List each line in the listing below that contains the word "badge". Letter case matters.

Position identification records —

• • • • • • •

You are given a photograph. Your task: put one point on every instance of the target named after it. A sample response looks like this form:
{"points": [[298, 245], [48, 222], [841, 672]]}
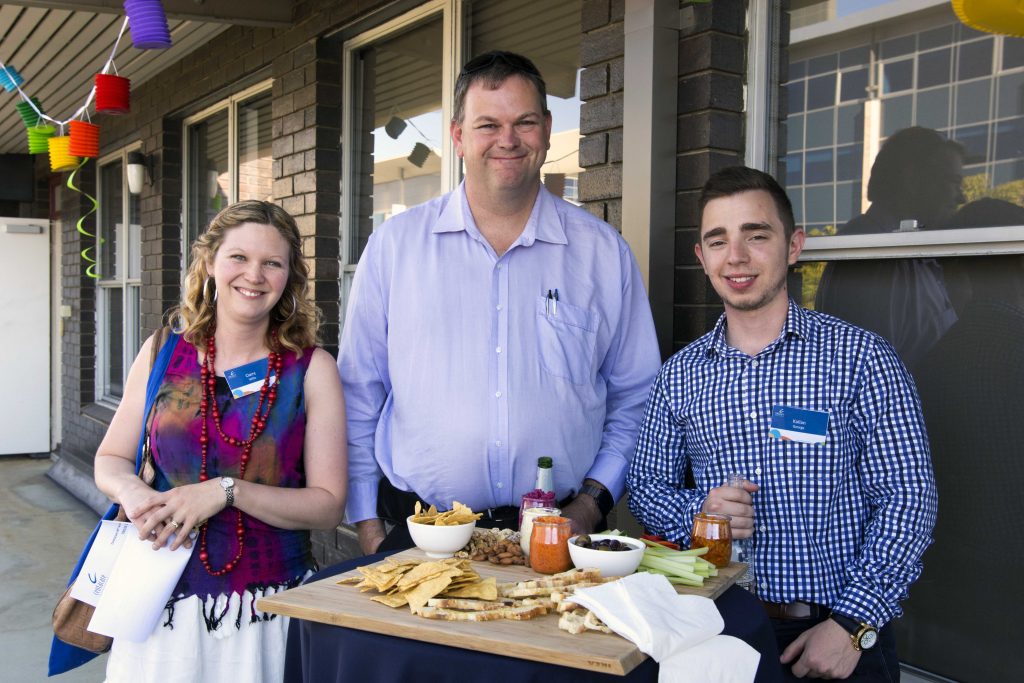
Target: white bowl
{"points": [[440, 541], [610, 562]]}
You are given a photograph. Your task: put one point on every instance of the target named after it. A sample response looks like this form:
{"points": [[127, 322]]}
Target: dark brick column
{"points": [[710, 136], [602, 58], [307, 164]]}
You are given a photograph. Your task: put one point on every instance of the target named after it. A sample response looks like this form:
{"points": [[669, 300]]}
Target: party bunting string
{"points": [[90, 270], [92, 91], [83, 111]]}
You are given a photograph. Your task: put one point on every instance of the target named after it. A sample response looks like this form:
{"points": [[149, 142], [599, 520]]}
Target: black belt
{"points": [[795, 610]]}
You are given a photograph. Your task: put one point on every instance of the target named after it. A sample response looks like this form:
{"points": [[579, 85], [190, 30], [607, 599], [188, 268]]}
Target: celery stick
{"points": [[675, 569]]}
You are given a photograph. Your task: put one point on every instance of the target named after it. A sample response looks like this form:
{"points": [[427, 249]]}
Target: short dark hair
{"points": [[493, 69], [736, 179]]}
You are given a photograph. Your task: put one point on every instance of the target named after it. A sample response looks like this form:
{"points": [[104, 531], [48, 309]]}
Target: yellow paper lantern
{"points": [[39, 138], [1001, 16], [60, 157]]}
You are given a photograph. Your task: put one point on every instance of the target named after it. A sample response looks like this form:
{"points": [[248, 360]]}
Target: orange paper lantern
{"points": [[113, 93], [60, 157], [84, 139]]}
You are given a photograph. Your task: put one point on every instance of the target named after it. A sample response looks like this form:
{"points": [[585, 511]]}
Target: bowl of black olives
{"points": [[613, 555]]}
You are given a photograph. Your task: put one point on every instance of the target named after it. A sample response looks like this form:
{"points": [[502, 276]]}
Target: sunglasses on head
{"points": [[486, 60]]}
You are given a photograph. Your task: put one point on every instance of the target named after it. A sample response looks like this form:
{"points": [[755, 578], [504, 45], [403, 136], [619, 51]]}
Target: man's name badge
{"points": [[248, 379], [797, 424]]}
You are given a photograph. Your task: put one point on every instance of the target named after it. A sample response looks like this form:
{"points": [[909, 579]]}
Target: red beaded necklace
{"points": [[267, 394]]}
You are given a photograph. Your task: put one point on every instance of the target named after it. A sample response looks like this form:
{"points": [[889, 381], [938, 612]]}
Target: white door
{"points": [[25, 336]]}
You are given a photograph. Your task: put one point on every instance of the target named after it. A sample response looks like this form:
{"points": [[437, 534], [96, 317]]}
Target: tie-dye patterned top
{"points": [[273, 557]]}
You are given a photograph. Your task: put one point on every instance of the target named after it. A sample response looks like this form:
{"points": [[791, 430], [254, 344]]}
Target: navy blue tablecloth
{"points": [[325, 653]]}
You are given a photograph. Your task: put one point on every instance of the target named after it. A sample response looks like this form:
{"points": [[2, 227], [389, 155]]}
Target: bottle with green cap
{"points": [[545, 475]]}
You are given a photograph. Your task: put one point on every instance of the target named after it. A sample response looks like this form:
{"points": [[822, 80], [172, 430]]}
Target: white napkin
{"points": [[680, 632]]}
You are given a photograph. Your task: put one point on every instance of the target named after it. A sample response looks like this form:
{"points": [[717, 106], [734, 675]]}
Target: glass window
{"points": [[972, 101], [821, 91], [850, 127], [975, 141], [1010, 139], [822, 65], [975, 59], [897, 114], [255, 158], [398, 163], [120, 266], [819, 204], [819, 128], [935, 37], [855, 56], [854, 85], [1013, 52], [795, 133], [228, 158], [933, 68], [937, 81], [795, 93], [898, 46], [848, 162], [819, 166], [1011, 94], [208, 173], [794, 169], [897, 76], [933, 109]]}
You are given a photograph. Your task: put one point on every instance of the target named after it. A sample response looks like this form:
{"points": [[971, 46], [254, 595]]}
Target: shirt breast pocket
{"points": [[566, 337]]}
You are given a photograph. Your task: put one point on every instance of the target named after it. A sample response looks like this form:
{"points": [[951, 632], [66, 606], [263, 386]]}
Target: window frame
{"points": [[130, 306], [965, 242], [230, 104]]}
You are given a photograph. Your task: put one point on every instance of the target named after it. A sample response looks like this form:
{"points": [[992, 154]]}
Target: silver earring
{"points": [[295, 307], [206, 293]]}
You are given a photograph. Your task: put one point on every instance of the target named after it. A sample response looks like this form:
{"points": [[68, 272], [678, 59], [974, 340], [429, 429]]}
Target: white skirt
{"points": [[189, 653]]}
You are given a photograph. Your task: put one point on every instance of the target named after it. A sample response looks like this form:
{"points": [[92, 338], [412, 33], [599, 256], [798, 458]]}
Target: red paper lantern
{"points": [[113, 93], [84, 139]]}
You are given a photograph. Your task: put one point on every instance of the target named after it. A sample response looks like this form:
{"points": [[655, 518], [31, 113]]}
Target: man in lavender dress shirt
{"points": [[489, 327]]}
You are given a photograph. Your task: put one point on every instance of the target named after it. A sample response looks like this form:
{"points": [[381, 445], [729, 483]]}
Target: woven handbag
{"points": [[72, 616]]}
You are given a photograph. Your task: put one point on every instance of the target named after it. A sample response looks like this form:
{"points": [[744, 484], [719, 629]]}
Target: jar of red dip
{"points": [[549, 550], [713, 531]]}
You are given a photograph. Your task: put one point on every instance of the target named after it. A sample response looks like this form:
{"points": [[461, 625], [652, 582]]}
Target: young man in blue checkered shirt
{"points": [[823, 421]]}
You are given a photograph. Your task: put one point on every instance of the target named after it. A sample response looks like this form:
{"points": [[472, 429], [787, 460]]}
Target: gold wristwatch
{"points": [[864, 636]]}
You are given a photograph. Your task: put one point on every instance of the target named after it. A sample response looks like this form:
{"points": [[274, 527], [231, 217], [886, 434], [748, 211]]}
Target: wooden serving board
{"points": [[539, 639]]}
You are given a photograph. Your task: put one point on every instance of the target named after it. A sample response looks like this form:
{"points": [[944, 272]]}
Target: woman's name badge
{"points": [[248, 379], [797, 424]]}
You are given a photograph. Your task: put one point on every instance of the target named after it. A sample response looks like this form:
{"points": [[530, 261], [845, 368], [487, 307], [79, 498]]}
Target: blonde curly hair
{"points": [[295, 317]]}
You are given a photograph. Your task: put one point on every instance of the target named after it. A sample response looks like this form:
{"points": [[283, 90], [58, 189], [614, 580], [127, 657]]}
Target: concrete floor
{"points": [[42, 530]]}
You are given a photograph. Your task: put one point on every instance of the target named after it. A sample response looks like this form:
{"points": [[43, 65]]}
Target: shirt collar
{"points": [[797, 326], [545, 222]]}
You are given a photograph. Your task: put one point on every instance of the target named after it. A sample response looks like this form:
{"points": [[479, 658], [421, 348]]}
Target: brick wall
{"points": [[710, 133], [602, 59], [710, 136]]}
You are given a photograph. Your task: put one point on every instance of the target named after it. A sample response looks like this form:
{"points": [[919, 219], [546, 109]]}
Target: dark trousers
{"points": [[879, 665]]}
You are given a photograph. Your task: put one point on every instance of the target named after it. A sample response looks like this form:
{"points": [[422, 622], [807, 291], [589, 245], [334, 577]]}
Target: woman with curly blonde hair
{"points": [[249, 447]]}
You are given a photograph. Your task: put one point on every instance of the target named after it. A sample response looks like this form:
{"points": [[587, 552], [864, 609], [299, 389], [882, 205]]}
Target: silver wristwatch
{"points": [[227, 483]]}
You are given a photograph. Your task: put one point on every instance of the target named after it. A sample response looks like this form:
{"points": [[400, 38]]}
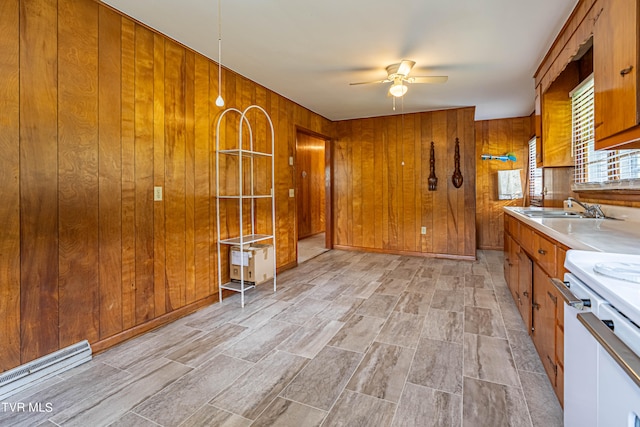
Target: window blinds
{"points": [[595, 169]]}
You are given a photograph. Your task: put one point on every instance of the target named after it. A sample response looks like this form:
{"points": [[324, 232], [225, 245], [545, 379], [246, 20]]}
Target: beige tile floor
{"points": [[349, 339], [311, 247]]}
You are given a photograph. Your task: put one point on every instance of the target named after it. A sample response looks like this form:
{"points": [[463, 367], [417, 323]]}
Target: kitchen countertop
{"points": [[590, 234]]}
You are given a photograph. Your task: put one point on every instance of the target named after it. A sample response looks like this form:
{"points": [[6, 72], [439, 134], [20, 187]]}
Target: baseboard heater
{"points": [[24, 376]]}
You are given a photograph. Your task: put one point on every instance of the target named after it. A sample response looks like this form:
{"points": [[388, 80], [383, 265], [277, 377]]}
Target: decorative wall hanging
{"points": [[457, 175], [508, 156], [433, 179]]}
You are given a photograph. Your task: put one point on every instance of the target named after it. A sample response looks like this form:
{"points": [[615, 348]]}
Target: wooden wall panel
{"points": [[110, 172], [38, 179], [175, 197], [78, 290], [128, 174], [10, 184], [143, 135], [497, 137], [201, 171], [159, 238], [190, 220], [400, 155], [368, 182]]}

• • • • • • •

Task response —
Target: man's name badge
Target: woman's name badge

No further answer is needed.